+++ SOURCE DOCUMENT +++

This book aims to address this gap in our knowledge and understanding by exploring the role of a co-offending peer group in shaping and influencing offending and desistance. It presents group and individual level analyses into the life stories of six Scottish men (in their forties) who were part of a gang called ā€˜the Del’. It examines three phases of their criminal careers: onset, persistence and desistance. In so doing, it reveals the relational dynamics of co-offending and desistance through an exploration of the relationships between these men and the wider social relations in which they individually and collectively participated over the life course.
In taking social relations as a central unit of analysis, rather than solely the individual agent and/or social structure, this book explores the relative contributions of individual actions, social relations and social systems to the process of desistance. The aim is to gain a greater understanding of the dynamics of offending and desistance as it occurs between co-offending peers. This book does not, however, intend to be construed as a study of gangs, gang behaviour, identities or processes of extrication from gang membership. Nevertheless studies of gangs can offer a useful context for understanding the relational dynamics of groups of people who co-offend and processes of extrication, and where relevant, this is drawn on and discussed in Chapter 4.1 Rather, this book specifically aims to identify the individual, relational and structural contributions to the desistance process as they occur within and between individuals and, as part of that, to reveal the role of social relations in accounting for desistance over time. In so doing, this book reveals the central role of friendship groups, intimate relationships and families of formation, employment and religious communities. It shows how, for different individuals, these social relations triggered reflexive evaluation of their priorities, behaviours and lifestyles but with differing results. However, despite these differences, the common theme is that desistance from crime was a means of realising and maintaining the men’s individual and relational concerns, with which continued offending became (sometimes incrementally) incompatible. It is hoped that by re-examining the relationships between structure, agency, identity and reflexivity in the desistance process, this book can inform how these understandings can and should translate into policy and practice.

+++

* _STATED GOAL 1_
Set down, without changes, the part of the entries that opens with the first line and closes with the line containing "244,133,358,140", both included. Leave the pictures out of your answer.
The passage and the entries that follow it have no connection to each other.

+++ GIVEN RECORDS +++

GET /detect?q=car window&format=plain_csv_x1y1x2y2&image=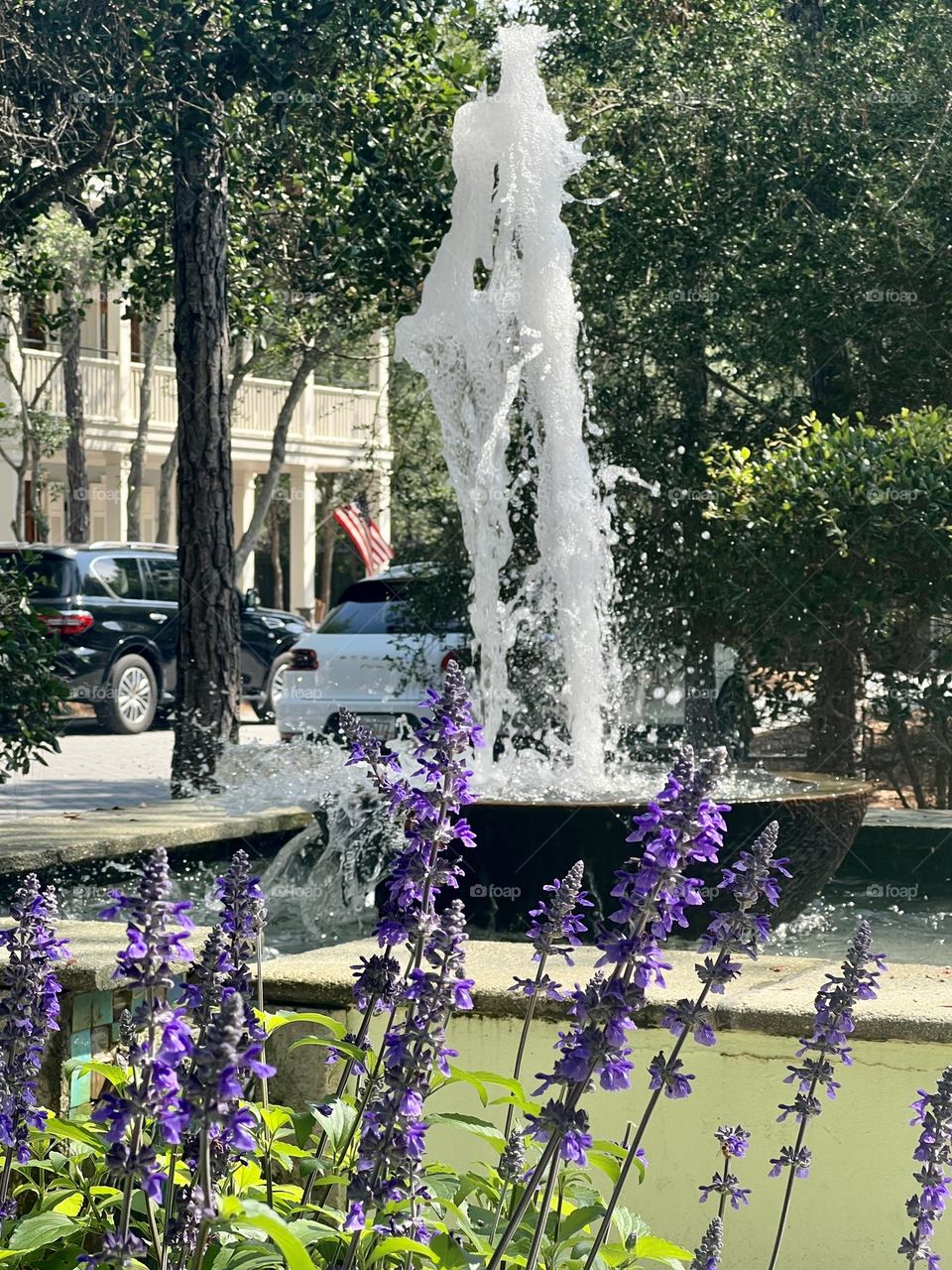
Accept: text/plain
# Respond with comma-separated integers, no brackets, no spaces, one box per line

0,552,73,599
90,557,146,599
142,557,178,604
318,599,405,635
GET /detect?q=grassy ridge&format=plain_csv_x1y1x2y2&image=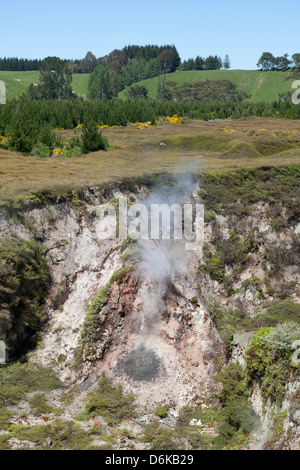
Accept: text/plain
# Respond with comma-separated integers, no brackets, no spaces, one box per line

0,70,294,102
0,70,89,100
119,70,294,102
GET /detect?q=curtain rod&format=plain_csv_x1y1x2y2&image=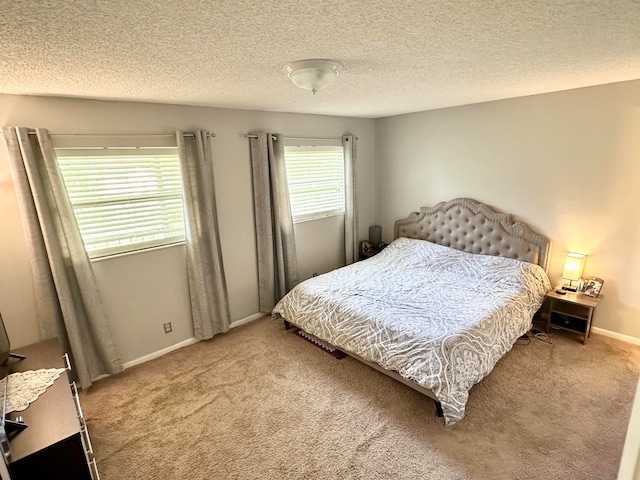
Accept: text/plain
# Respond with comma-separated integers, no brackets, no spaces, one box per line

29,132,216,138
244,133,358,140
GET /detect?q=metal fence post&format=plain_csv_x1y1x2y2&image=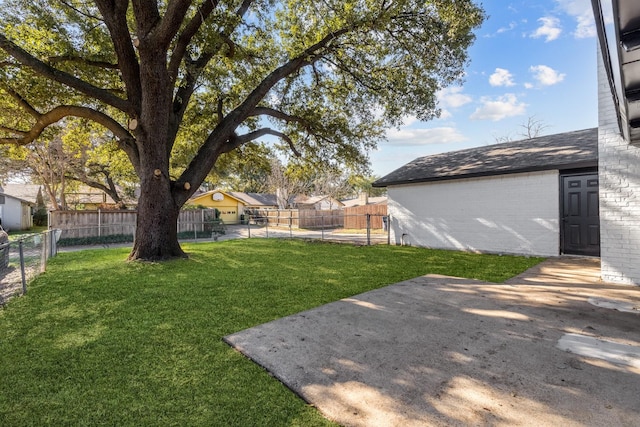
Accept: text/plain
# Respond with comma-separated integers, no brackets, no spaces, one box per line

+++

* _STATED GOAL 2_
Say whether each statement agrees with the passage on co-offending and desistance, answering yes or no and quoting the words of the passage that decide it: (a) The men whose life stories are analyzed were in their forties. (b) The book is meant to be read as a study of gang behaviour. (c) The book examines four phases of the men's criminal careers.

* _CORRECT RESPONSE 1_
GET /detect?q=car window&format=plain_csv_x1y1x2y2&image=
Accept: text/plain
# Respond with comma-separated integers, no brackets, no spaces, one box per line

0,552,73,599
90,557,146,599
142,557,178,604
318,599,405,635
GET /detect?q=grassy ridge&format=plain_csv_x1y1x2y2&image=
Accept: text/plain
# Respond with comma-separated integers, no brackets, no spaces, one box per line

0,70,294,102
0,70,89,100
119,70,294,102
GET /detect?q=curtain rod&format=plain_csv_x1y1x2y2&image=
Accept: text/plain
# Respond with comma-separated integers, no brackets, no spaces, one box per line

29,132,216,138
244,133,358,140

* _CORRECT RESPONSE 2_
(a) Yes: "six Scottish men (in their forties)"
(b) No: "This book does not, however, intend to be construed as a study of gangs, gang behaviour, identities or processes of extrication from gang membership."
(c) No: "It examines three phases of their criminal careers: onset, persistence and desistance."